* Document section
The Diocese of Charlotte (Dioecesis Carolinana) is a Latin Church ecclesiastical territory, or diocese, of the Catholic Church in the Southern United States. It consists of 46 counties in western North Carolina, divided into ten vicariates. The city of Charlotte and the Piedmont Triad are the largest metropolitan areas in the diocese.  Charlotte is a suffragan diocese of the metropolitan Archdiocese of Atlanta.

The Diocese of Charlotte is led by its bishop who serves as pastor of the Cathedral of Saint Patrick in Charlotte. Peter Jugis is the current bishop. The diocese is also home to two of the three basilicas in North Carolina and the largest Roman Catholic parish in the United States:

 Basilica of St. Lawrence in Asheville, North Carolina
 Basilica of Our Lady Help of Christians in Belmont, North Carolina
 St. Matthew Catholic Parish in Charlotte, with over 35,000 members

The total population of the Diocese of Charlotte in 2010 was approximately 4.8 million people. Of this number, 174,689 were registered Catholics (3.6% of the total population), living in over 63,000 households. This number does not include an estimated 230,000 undocumented Hispanic or Latino Catholics.

The Diocese of Charlotte covers , and includes 46 counties. It encompasses three main population centers:

 Greensboro, High Point, and Winston-Salem
 Charlotte
 The North Carolina mountain region

Vicarates
The Diocese of Charlotte has ten vicariates. They are Albemarle, Asheville, Boone, Gastonia, Greensboro, Hickory, Mecklenburg, Salisbury, Smoky Mountain and Winston-Salem.

History

Vicariate Apostolic of North Carolina and Belmont Abbey 
Between 1820 and 1868, the small number of Catholics in North Carolina were under the jurisdiction of the Diocese of Charleston in South Carolina.  It was a suffragan diocese of the Archdiocese of Baltimore in Maryland.  On March 3, 1868, Pope Pius IX erected the Vicariate Apostolic of North Carolina, removing North Carolina from the Diocese of Charleston.  At that time, the pope appointed Reverend James Gibbons from the Archdiocese of Baltimore as the first vicar apostolic.

When Gibbons became vicar apostolic, North Carolina counted fewer than 700 Catholics. In his first four weeks in office, he traveled almost a thousand miles, visiting towns and mission stations and administering the sacraments. He also befriended many Protestants, who greatly outnumbered Catholics in the state, and preached at their churches. Gibbons made many converts to Catholicism.In 1872, Pius IX appointed Gibbons as bishop of the Diocese of Richmond.  The Vatican would not replace   Gibbons in North Carolina for the next 11 years.

In 1876, Saint Vincent Archabbey in Latrobe, Pennsylvania, sent a party of Benedictine monks to Western North Carolina.  They bought land outside of Charlotte and started a new priory.  Eight years later, Pope Leo XIII elevated the priory to an abbey, known as Belmont Abbey, on December 19, 1884. At that time, the monks elected Father Leo Haid as their first abbot.  in 1882, Leo XIII appointed Henry P. Northrop from the Diocese of Charleston as the new vicar apostolic of North Carolina.  Northrup resigned from this post in 1888 to serve full time as bishop of Charleston.

* Input data
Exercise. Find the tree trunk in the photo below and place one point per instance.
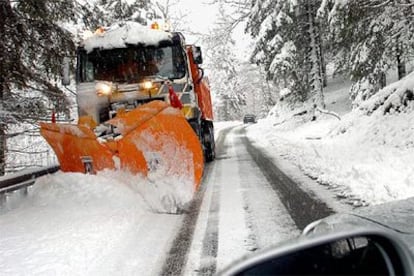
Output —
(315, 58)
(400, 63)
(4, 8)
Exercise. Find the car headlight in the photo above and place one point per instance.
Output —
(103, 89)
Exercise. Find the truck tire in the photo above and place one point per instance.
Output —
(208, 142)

--

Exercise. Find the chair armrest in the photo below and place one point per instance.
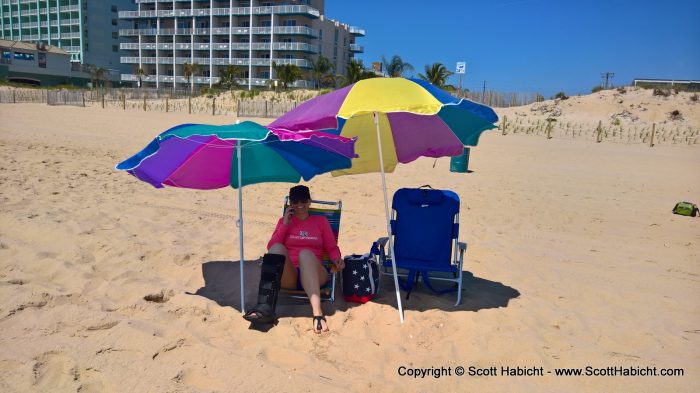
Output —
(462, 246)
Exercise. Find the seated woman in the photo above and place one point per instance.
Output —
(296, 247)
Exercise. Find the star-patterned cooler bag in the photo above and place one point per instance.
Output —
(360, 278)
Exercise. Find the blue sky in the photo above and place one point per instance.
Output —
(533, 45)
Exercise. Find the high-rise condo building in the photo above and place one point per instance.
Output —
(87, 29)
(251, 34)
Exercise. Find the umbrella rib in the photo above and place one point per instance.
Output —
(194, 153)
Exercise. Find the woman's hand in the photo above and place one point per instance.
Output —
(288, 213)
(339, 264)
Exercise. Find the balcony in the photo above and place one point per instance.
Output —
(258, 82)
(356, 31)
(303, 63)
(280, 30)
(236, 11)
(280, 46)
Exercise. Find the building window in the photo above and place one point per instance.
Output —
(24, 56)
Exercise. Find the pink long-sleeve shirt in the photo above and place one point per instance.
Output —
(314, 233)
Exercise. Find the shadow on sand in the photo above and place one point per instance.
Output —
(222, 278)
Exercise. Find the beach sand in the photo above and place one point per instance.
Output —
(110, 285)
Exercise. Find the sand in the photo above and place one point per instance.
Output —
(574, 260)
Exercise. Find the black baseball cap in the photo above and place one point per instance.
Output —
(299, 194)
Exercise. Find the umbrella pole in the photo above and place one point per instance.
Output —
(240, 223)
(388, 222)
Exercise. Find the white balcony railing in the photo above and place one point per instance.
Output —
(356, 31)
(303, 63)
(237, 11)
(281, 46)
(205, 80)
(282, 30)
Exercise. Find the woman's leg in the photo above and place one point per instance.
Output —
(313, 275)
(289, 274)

* What to do
1. According to the Diocese of Charlotte text, who is the current bishop?
2. Reproduce the part of the Diocese of Charlotte text that opens with the words containing "The total population of" and closes with "Mountain and Winston-Salem.".

* Expected responses
1. Peter Jugis

2.
The total population of the Diocese of Charlotte in 2010 was approximately 4.8 million people. Of this number, 174,689 were registered Catholics (3.6% of the total population), living in over 63,000 households. This number does not include an estimated 230,000 undocumented Hispanic or Latino Catholics.

The Diocese of Charlotte covers , and includes 46 counties. It encompasses three main population centers:

 Greensboro, High Point, and Winston-Salem
 Charlotte
 The North Carolina mountain region

Vicarates
The Diocese of Charlotte has ten vicariates. They are Albemarle, Asheville, Boone, Gastonia, Greensboro, Hickory, Mecklenburg, Salisbury, Smoky Mountain and Winston-Salem.